▶ [STATED PROBLEM A]: In the graph problem description, what is the hop distance between two laptops that can communicate directly?

▶ [DOCUMENT SEGMENT]:
┄┄┄┄┄┄┄┄┄┄
Solving a graph problem with breadth first search
Suppose that there are n laptops each containing a wireless transmitter. For each laptop i, following information are known:
- Position, (xi, yi),
- Wireless transmission range, ri That is, we can imagine that the wireless range of laptop i is a circle centered at (xi, yi) with radius r. We say that the laptops i and j can communicate if their wireless ranges overlap. Of course, not every laptop can communicate with every other laptop, but laptops can send messages by using intermediate laptops as routers. Hop distance h(i, j) is defined as the minimum number of intermediate laptops used to send a message from laptop i to laptop j. For example, if two laptops can communicate directly, the hop distance between them is 1. Now, you are asked to do the following:
- Given a set of n agents with their positions and wireless ranges, design an algorithm based on Breadth-first Search (BFS) to compute the hop-distance from the first laptop to every other reachable laptop(s). If agent i is not reachable from agent j then the hop distance h(i, j) will be set to 0.
┄┄┄┄┄┄┄┄┄┄
Point annotation records:
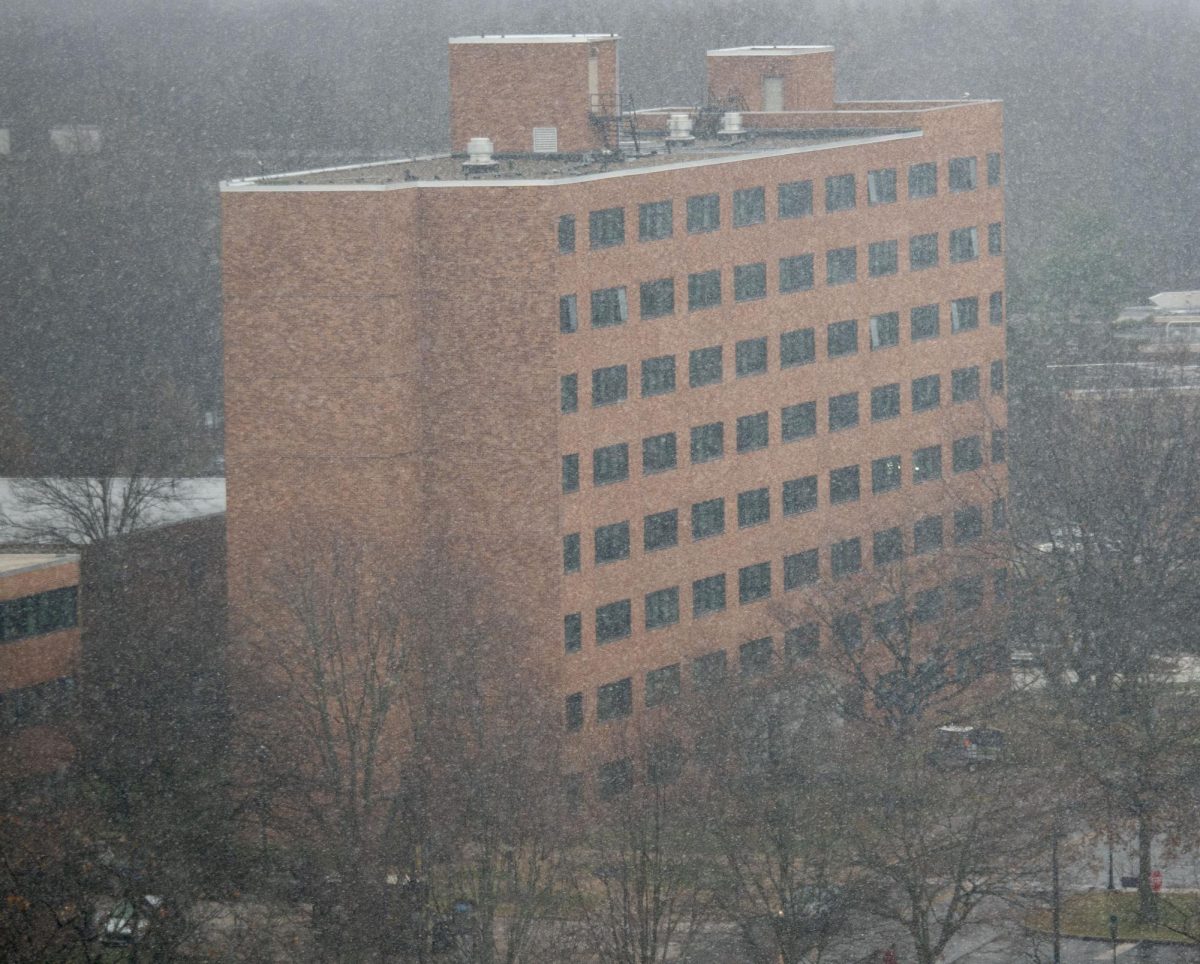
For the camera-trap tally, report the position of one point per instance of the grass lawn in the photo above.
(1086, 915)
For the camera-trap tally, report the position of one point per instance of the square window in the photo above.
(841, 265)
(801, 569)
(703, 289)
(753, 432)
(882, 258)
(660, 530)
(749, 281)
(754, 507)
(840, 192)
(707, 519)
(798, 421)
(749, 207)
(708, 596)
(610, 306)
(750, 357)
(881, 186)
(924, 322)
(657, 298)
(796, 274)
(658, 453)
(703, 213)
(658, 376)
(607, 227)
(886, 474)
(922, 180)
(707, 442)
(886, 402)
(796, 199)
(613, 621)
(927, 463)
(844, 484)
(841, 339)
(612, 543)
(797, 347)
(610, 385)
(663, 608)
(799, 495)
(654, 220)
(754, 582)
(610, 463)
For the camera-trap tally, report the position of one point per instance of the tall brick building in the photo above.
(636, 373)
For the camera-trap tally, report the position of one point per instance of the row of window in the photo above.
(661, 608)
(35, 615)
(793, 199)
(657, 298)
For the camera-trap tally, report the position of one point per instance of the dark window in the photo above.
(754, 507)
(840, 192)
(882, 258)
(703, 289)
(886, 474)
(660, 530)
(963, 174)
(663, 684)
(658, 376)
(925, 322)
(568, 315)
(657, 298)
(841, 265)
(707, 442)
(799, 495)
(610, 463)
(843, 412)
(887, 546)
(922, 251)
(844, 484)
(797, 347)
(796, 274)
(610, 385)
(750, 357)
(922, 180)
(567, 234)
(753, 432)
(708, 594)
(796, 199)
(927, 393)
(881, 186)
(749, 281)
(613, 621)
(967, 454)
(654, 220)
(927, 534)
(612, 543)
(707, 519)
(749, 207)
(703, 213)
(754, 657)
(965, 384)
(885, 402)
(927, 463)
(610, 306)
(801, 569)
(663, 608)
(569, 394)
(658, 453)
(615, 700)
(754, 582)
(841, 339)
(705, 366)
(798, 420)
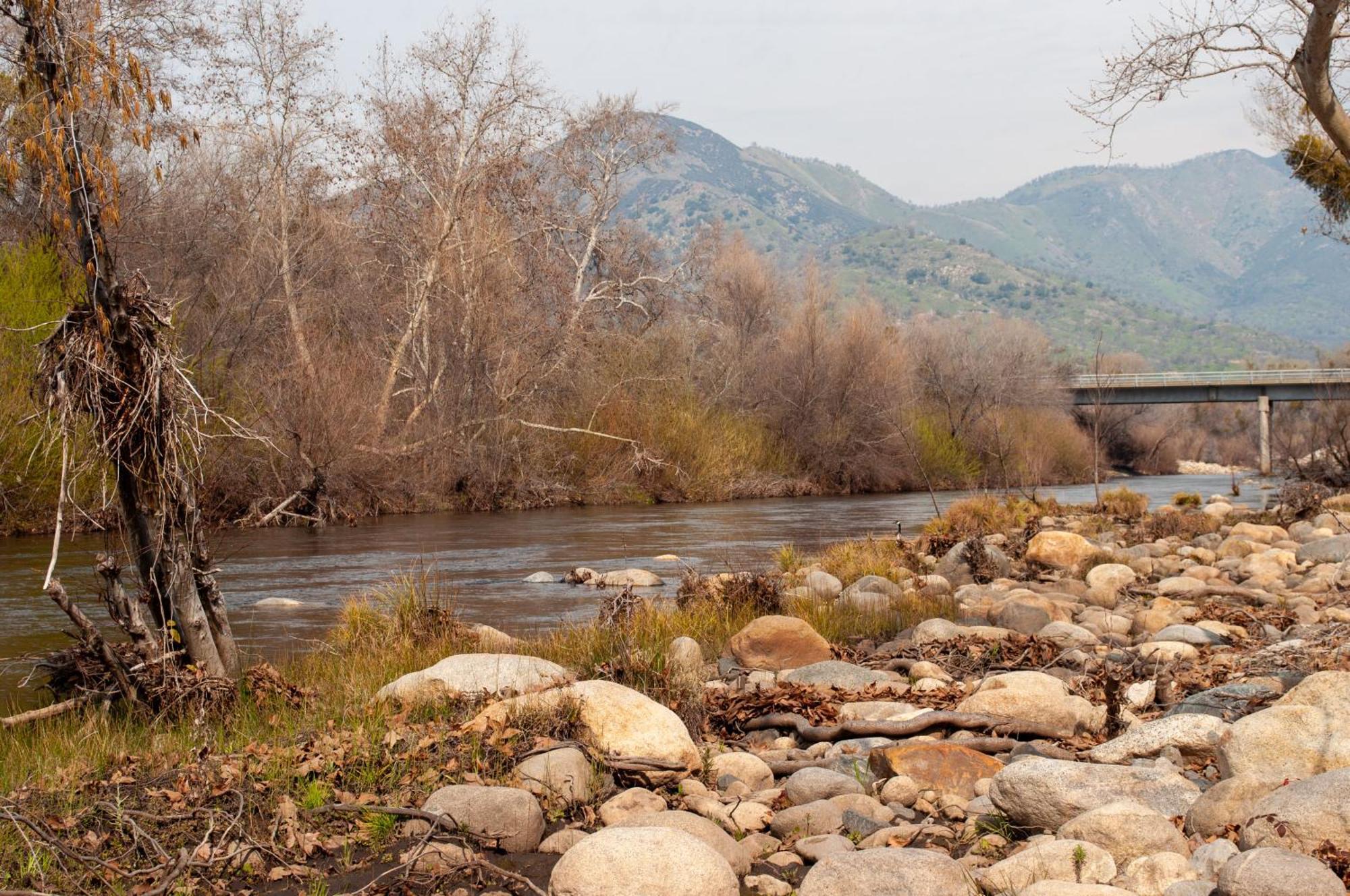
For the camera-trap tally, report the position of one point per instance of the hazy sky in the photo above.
┄┄┄┄┄┄┄┄┄┄
▶ [STATED PROBLEM B]: Render everything in the entries from their start down through the line containing "(1086, 915)" as a JSON list of strings, one string per line with blank lines omitted. Leave the pictures out of the answer.

▶ [COMPLETE OUTPUT A]: The hop distance between them is 1.

▶ [COMPLETE OUTPUT B]:
[
  "For the camera-trap tally, report the position of one point per instance of the grass lawn in the photo above.",
  "(1086, 915)"
]